TEXT SHOWN Block Start

How would FinTech respond to a recession?

The IMF has warned Britain faces a recession in 2023 and the slowest GDP growth figures of any major industrial nation in 2024. The country’s standing as a global economic hub is under threat.

At a time when the private sector is striving to rebound from the COVID-19 pandemic, the announcement has been received with caution. Analysts are now considering how different sectors will perform in a recession, including FinTech.

Companies which drastically increased their workforce during the pandemic are now at risk of being overstaffed. Valuations could also be impacted, as well as long-term investment activity.

Given the relative infancy of FinTech as an industry, a recession could have significant implications. Would it finally halt the momentum that has been fuelling FinTech growth over the past decade, or will it instigate a new wave of innovation?

There is also a bigger question on market sentiment towards FinTech companies and big banks, and how both entities are positioned to support the needs of their customers during a recession.

TEXT SHOWN Block End

PROBLEM STATEMENT —
Duplicate the part of the FinTech recession text starting at "Given the relative" and ending at "during a recession.". The records have nothing to do with the text.

EXTRACTED ENTRIES Block Start

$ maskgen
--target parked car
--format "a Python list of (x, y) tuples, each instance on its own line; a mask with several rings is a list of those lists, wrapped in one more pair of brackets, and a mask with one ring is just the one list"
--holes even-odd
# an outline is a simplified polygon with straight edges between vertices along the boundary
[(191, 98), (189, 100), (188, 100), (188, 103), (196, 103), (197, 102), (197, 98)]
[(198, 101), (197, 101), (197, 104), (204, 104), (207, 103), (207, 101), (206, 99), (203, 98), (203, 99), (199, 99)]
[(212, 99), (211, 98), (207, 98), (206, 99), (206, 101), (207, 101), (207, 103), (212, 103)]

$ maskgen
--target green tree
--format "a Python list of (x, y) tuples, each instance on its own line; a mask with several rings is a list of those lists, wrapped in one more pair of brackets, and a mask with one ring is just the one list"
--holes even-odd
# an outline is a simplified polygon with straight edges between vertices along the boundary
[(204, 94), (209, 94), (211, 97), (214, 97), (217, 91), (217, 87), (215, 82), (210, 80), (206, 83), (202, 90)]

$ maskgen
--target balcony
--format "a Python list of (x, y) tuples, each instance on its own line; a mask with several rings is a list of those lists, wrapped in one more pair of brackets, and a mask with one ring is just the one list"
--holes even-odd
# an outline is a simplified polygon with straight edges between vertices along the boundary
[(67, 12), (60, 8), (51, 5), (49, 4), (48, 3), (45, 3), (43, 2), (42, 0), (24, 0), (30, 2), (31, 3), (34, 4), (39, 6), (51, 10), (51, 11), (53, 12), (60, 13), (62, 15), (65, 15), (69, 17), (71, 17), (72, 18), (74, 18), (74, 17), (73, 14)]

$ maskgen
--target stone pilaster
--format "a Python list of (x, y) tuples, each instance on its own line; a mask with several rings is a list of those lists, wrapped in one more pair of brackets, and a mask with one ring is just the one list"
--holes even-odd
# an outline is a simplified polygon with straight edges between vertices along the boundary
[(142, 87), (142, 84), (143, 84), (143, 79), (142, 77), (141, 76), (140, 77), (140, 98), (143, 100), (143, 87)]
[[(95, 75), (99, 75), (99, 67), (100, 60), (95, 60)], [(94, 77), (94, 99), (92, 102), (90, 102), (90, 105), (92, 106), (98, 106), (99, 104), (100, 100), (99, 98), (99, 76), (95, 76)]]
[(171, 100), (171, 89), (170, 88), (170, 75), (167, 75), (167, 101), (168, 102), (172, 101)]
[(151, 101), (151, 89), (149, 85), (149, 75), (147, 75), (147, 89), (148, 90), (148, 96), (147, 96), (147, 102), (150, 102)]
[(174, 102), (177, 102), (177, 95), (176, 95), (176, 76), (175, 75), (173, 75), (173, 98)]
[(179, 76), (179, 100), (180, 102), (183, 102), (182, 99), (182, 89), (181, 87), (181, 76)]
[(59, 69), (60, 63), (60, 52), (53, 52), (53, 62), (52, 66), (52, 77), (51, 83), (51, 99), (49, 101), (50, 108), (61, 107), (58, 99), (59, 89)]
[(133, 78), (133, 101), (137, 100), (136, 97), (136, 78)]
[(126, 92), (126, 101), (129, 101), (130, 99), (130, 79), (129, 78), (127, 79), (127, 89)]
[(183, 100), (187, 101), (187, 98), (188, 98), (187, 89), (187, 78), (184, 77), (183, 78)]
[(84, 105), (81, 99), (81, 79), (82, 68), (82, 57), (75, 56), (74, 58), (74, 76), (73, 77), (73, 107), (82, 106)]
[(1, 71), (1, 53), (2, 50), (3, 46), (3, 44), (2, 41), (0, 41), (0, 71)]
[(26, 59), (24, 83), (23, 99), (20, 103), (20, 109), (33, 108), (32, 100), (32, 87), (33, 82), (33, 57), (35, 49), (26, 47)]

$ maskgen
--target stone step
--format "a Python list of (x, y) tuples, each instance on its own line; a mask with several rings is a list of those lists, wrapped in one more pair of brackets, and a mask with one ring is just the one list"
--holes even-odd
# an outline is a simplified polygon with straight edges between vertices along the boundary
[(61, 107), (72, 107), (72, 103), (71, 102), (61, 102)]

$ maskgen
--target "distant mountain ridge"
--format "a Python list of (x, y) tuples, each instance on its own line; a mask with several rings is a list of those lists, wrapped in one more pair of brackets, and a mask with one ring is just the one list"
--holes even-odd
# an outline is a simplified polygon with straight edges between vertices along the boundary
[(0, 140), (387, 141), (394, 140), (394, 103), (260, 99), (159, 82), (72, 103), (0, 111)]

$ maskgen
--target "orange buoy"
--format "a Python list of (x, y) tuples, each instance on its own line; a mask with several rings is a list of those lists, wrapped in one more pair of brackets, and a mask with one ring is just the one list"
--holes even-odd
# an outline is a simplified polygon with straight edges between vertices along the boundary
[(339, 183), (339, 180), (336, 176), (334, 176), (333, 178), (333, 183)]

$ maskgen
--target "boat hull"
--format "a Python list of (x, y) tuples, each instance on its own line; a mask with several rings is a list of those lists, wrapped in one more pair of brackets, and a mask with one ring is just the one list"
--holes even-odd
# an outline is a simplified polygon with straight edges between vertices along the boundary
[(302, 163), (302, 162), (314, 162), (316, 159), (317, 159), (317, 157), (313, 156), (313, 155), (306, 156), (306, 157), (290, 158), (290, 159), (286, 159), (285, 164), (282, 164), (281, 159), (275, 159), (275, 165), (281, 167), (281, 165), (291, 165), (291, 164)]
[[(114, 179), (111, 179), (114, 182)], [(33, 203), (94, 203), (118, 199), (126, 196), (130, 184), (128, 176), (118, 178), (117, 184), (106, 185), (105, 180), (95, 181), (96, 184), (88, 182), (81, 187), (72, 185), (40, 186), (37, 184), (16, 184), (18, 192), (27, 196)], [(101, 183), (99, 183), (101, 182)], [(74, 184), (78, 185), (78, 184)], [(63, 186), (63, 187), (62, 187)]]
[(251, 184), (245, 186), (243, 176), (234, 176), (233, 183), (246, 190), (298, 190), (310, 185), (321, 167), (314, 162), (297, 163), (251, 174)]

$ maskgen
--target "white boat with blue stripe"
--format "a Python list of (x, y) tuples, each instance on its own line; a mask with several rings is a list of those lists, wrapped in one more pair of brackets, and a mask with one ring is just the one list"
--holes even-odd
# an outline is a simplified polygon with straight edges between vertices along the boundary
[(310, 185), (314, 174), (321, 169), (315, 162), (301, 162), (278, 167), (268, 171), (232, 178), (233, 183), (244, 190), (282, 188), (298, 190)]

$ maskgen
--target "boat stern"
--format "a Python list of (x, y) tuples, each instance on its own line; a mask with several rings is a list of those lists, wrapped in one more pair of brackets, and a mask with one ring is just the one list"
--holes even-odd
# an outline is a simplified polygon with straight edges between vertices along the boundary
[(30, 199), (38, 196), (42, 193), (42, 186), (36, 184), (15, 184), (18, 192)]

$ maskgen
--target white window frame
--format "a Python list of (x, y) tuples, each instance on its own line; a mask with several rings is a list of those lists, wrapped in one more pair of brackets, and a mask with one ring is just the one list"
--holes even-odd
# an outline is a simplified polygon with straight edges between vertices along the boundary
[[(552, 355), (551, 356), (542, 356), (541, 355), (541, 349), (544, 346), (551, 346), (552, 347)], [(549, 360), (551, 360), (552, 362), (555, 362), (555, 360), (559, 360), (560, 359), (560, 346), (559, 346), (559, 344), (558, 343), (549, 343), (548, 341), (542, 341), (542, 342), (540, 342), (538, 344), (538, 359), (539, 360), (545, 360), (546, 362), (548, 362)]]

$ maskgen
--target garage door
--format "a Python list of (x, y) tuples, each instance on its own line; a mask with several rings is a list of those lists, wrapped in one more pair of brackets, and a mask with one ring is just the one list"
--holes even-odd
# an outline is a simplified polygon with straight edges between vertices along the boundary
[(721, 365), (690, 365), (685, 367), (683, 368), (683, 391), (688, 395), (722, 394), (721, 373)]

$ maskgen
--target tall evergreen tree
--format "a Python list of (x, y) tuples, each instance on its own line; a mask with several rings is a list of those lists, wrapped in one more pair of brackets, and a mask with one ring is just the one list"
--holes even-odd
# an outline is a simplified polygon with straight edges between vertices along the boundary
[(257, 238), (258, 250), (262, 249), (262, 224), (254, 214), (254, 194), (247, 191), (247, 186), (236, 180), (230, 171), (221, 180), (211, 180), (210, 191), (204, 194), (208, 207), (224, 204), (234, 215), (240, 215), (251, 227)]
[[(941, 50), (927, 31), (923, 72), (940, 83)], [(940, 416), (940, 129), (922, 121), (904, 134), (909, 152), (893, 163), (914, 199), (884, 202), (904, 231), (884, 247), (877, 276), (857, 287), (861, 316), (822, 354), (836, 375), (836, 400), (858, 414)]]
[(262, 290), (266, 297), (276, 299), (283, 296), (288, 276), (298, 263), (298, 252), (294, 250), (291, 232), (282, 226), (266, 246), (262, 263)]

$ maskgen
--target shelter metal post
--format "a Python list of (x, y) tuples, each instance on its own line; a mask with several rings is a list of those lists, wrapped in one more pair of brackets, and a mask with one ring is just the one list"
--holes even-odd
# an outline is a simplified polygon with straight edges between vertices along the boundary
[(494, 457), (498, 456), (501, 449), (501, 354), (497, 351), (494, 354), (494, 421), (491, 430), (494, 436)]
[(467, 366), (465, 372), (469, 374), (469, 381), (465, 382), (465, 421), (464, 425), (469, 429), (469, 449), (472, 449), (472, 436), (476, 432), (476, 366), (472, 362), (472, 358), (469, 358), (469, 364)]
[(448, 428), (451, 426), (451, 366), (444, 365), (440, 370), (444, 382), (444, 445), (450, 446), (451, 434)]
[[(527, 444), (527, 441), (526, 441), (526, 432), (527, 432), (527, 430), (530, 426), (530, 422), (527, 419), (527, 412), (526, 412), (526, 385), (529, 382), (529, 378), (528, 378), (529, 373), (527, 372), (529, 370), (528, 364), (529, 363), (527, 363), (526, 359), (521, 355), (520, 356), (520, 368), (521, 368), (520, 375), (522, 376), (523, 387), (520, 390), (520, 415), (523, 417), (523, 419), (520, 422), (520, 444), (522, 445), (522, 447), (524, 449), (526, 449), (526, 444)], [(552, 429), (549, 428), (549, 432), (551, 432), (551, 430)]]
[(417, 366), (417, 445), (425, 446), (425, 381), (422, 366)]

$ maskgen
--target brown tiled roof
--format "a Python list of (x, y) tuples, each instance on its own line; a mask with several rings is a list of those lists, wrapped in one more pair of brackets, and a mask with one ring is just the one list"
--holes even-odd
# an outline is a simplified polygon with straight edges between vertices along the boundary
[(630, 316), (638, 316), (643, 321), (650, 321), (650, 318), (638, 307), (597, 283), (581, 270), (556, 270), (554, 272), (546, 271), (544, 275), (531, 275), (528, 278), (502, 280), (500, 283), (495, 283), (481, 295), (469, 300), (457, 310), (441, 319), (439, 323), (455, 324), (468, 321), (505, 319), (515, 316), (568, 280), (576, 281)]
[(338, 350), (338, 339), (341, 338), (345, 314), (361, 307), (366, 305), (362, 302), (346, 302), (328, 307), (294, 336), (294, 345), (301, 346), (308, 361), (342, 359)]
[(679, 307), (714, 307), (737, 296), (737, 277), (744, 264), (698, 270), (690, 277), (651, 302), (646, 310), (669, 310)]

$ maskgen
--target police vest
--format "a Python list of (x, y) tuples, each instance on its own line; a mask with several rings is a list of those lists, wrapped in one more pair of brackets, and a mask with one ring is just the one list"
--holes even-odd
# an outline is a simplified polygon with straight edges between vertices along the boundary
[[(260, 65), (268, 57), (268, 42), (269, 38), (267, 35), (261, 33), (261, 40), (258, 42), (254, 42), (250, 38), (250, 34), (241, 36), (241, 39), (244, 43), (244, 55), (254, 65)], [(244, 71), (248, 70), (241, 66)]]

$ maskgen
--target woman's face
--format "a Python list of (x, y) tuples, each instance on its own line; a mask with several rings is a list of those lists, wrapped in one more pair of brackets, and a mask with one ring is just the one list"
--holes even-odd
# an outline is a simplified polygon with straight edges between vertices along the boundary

EXTRACTED ENTRIES Block End

SOLUTION TO THIS TASK —
Given the relative infancy of FinTech as an industry, a recession could have significant implications. Would it finally halt the momentum that has been fuelling FinTech growth over the past decade, or will it instigate a new wave of innovation?

There is also a bigger question on market sentiment towards FinTech companies and big banks, and how both entities are positioned to support the needs of their customers during a recession.